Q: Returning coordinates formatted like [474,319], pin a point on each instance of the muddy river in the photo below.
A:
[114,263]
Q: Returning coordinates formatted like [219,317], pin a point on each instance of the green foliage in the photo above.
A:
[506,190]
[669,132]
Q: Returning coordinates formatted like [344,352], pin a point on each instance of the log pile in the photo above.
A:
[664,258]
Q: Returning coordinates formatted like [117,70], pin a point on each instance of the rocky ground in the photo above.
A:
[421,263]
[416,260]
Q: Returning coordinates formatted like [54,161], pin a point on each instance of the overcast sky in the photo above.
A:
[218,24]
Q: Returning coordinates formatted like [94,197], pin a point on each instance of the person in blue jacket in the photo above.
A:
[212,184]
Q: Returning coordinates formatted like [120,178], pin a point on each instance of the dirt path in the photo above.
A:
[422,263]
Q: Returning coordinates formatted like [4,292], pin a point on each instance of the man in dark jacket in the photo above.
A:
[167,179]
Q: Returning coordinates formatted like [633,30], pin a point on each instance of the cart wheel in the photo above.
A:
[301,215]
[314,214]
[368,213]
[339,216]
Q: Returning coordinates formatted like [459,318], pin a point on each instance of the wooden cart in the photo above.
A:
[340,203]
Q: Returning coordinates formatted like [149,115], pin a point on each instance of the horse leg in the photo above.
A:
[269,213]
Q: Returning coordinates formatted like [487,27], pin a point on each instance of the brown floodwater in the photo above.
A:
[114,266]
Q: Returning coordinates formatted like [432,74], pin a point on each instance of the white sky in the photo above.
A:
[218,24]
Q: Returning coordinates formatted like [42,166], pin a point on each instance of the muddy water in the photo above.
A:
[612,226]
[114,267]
——
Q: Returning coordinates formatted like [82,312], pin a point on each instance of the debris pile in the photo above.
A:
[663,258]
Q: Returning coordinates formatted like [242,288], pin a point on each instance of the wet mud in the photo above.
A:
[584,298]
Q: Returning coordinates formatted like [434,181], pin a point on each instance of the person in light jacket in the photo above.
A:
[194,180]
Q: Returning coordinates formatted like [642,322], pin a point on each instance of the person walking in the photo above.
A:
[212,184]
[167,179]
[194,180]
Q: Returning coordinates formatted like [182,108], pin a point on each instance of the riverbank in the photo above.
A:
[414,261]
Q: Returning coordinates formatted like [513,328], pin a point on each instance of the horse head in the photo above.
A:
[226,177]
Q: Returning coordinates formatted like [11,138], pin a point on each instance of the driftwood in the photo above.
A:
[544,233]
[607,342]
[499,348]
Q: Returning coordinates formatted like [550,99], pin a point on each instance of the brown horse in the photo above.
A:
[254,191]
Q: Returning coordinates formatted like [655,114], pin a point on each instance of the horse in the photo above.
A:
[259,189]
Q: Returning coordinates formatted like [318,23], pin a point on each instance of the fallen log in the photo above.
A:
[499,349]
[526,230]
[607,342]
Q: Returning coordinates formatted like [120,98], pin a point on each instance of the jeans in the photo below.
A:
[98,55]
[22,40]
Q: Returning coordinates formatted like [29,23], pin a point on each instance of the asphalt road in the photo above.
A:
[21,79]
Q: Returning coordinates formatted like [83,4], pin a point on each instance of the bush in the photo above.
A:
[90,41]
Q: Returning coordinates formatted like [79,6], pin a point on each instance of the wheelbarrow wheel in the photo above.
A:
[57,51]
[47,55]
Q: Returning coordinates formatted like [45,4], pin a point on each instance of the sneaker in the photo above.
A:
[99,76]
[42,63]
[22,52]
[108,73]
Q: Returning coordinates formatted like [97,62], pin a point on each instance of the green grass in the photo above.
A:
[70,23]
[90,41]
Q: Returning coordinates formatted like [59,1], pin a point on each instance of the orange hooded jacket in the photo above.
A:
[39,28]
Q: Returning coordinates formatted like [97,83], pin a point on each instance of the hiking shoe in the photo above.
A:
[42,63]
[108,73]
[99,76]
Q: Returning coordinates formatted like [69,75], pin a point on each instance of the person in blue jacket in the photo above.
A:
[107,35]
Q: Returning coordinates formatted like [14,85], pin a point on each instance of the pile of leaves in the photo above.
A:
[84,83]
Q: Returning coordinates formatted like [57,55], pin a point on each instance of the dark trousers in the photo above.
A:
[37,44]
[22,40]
——
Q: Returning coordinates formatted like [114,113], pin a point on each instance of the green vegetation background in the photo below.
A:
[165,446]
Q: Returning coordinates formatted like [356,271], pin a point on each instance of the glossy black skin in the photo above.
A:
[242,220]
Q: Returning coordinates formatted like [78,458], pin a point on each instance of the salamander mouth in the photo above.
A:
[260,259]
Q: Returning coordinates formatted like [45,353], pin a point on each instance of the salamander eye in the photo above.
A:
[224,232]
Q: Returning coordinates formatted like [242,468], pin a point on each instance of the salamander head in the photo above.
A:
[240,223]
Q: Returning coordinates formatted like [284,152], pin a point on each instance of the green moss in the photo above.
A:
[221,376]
——
Identify each line in the records above that contains the word "cart", and copy every such line in full.

Q: Returning coordinates formatted like [633,30], pin a point on each instance of the cart wheel in the photo above.
Q: Returning coordinates formatted like [459,318], pin a point on each instance of the wooden cart in the photo above.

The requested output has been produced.